Start Supplied data

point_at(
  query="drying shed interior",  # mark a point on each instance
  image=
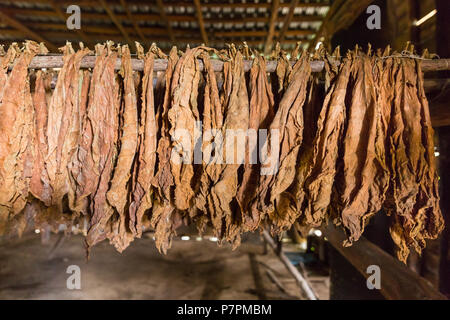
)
(285, 51)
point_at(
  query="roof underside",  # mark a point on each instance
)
(166, 22)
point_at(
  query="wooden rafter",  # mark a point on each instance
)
(261, 33)
(185, 4)
(288, 20)
(163, 15)
(25, 30)
(63, 17)
(273, 19)
(116, 21)
(138, 17)
(133, 21)
(201, 24)
(340, 16)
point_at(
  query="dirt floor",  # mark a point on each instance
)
(194, 269)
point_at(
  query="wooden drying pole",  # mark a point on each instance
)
(56, 61)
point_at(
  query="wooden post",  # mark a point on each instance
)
(443, 49)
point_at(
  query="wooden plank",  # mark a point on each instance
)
(9, 20)
(201, 24)
(63, 17)
(186, 4)
(142, 17)
(163, 15)
(341, 15)
(288, 19)
(397, 280)
(243, 34)
(271, 32)
(133, 21)
(116, 21)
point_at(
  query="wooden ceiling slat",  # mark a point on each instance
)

End Supplied data

Given exercise
Please rewrite the items above, changing "mark a point on each instance" to "place a point on every instance" and keeping everything else the same. Leave the pictures out of your answer.

Answer to this problem
point_at(
  query="drying shed interior",  # place a point on every instance
  image=
)
(285, 51)
point_at(
  query="roof underside",  # place a point on every instance
)
(166, 22)
point_at(
  query="wooden rafter",  # place a point on every instance
)
(261, 33)
(185, 4)
(288, 20)
(163, 15)
(25, 30)
(63, 17)
(273, 19)
(116, 21)
(138, 17)
(133, 21)
(201, 24)
(340, 16)
point_at(
  query="dirt floor",  # place a point on every instance
)
(194, 269)
point_at(
  query="wooden drying pole",  # place a point on every instance
)
(56, 61)
point_at(
  query="wooden post",  # place a point on every instance
)
(443, 49)
point_at(
  query="wooden plank",  # place a point on every instance
)
(9, 20)
(201, 24)
(63, 17)
(186, 4)
(142, 17)
(163, 15)
(341, 15)
(288, 19)
(397, 280)
(243, 34)
(271, 32)
(133, 21)
(116, 21)
point_at(
  query="wooden ceiling slat",  # place a point on every instance
)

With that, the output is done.